● **Exercise instructions**
Render the records as a numbered list without blank lines. Begin at the line that contains "of the gravel" and continue through the end of the records.
start Material supplied
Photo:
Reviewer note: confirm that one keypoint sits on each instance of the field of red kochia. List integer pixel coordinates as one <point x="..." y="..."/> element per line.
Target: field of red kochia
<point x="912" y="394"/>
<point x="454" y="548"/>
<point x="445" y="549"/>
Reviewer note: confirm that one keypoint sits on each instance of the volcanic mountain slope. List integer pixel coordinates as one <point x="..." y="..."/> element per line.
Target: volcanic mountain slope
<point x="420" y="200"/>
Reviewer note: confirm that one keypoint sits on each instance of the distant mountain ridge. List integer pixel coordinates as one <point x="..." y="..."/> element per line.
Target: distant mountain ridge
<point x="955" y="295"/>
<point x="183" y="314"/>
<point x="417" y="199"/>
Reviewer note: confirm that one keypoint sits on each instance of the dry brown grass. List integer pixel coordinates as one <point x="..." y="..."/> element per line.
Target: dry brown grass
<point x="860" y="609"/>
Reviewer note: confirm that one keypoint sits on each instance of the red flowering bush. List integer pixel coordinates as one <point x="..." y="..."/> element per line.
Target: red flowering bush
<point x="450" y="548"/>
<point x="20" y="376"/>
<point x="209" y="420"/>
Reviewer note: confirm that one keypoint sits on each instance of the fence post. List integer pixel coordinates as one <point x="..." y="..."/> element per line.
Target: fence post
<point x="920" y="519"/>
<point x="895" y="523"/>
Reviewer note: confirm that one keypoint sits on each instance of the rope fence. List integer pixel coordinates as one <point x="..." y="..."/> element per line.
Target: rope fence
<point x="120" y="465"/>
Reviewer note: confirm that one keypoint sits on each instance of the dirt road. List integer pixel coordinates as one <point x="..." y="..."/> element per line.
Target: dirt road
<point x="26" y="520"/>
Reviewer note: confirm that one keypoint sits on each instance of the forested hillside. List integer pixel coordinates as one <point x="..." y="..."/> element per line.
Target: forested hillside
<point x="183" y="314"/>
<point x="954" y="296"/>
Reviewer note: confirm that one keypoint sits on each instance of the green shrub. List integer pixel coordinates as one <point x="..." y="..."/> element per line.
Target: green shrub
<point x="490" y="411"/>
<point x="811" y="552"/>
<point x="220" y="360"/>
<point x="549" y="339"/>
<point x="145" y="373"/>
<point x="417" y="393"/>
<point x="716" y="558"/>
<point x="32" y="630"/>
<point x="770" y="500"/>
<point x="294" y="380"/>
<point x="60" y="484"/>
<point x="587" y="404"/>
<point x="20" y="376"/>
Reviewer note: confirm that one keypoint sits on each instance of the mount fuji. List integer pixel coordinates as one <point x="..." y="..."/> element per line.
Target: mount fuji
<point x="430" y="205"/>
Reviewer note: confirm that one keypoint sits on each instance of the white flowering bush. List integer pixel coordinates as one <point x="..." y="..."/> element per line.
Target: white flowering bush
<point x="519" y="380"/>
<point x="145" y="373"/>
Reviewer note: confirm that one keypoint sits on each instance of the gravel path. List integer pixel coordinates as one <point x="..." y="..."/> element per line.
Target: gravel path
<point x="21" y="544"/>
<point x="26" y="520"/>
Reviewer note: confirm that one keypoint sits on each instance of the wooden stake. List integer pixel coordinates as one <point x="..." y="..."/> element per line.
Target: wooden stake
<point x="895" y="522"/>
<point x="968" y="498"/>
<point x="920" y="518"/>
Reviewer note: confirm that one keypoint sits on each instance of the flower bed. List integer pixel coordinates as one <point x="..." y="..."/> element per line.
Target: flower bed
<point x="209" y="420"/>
end Material supplied
● **Result of this task**
1. Reviewer note: confirm that one keypoint sits on each instance of the gravel path. List integer pixel coordinates as one <point x="..." y="..."/> element per line.
2. Target: gravel path
3. <point x="21" y="544"/>
4. <point x="26" y="520"/>
5. Reviewer note: confirm that one keypoint sits on each instance of the wooden stake. List integer pixel coordinates as one <point x="..." y="..."/> element per line.
6. Target: wooden stake
7. <point x="895" y="522"/>
8. <point x="968" y="498"/>
9. <point x="920" y="518"/>
10. Reviewer note: confirm that one keypoint sits on each instance of the flower bed. List integer pixel coordinates as one <point x="..." y="..."/> element per line.
11. Target: flower bed
12. <point x="209" y="420"/>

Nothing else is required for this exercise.